** START OF DATASET CONTENT **

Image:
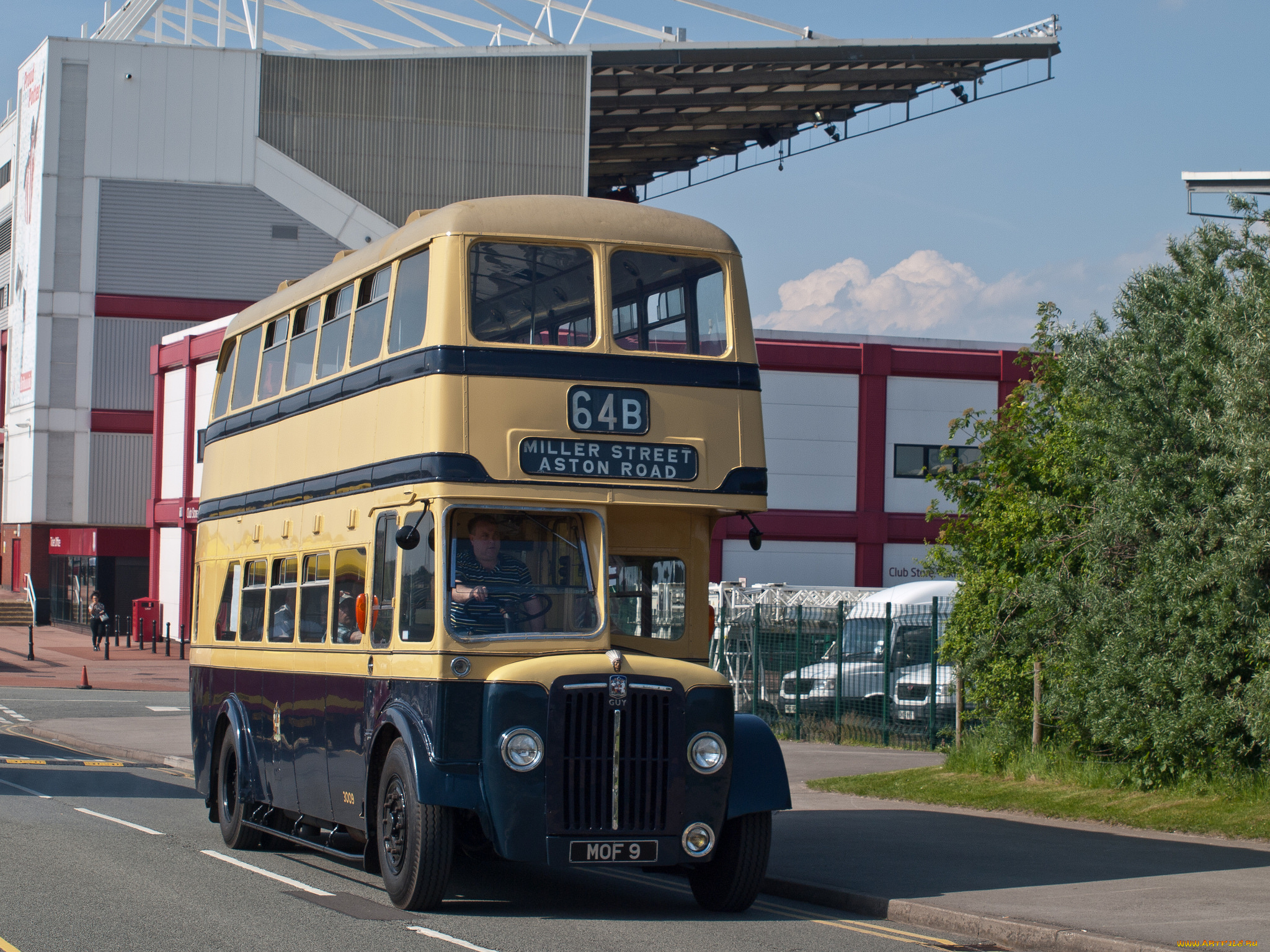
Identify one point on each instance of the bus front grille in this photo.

** END OF DATASET CONTENT **
** START OF DATASET CONTENT **

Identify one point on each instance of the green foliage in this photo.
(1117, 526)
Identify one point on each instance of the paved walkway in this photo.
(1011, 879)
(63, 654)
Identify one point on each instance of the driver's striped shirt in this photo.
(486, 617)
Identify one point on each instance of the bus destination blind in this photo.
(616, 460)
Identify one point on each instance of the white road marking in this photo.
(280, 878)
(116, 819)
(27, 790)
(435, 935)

** END OF DATASET CONTENT **

SHORT TASK - List every line of the data above that contains the string "this", copying each line verbatim.

FINAL ANSWER -
Identify one point on each instance of the bus front grille in this photo.
Identify one point on each instance of the green foliage in this photo.
Identify one point on each instance of the paved walkway in this photo.
Identify one point on each instance of the driver's striped shirt in this photo.
Identify one point on each instance of the bus destination blind in this photo.
Identify one point on each instance of the white road marking in this photo.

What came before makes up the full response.